### Supplied records
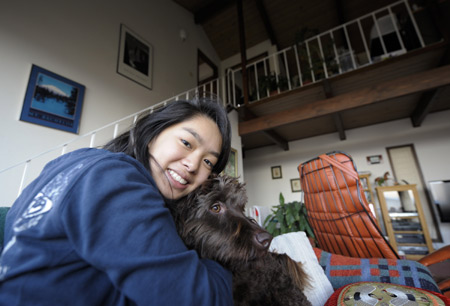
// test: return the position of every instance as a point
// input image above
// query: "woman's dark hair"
(135, 141)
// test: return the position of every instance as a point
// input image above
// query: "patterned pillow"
(342, 270)
(375, 293)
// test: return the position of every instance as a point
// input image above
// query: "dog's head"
(211, 220)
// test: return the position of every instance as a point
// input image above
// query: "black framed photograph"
(295, 185)
(231, 167)
(135, 57)
(276, 172)
(52, 100)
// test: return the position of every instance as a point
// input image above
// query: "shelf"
(405, 223)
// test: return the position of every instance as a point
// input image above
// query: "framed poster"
(231, 167)
(52, 100)
(135, 57)
(295, 185)
(276, 172)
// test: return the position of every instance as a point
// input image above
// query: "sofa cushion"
(342, 270)
(376, 293)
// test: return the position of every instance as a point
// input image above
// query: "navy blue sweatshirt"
(93, 229)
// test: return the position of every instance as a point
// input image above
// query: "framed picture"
(231, 167)
(295, 185)
(52, 100)
(135, 57)
(276, 172)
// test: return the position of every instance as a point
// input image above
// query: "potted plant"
######
Try it
Every line above should be duplicated exactly; the pictures are to be left out.

Task result
// test: return the position of every instance as a point
// input image above
// query: "woman's dark hair"
(135, 141)
// test: return the position of every instance as a point
// input image above
// query: "patterned pillow"
(342, 270)
(375, 293)
// test: return the position of every instance as a point
// input image above
// query: "dog's head"
(211, 220)
// test: return the position of every instance as a point
// input image above
// query: "black framed photograph"
(295, 185)
(231, 167)
(135, 57)
(276, 172)
(52, 100)
// test: return the position of every instance as a point
// input image above
// query: "shelf"
(405, 223)
// test: return the position of every instance as a point
// input image above
// query: "framed poster"
(231, 167)
(52, 100)
(135, 57)
(295, 185)
(276, 172)
// test: return the position of every instance as a point
// input image above
// query: "sofa cushion"
(342, 270)
(376, 293)
// test: return the position of every instance as a point
// input image above
// query: "navy blue sweatshirt"
(93, 229)
// test: return the position of every instance as a point
// input image above
// query: "framed picture"
(231, 167)
(295, 185)
(52, 100)
(135, 57)
(276, 172)
// test: return the position of every instance as a point
// input image above
// query: "potted plant"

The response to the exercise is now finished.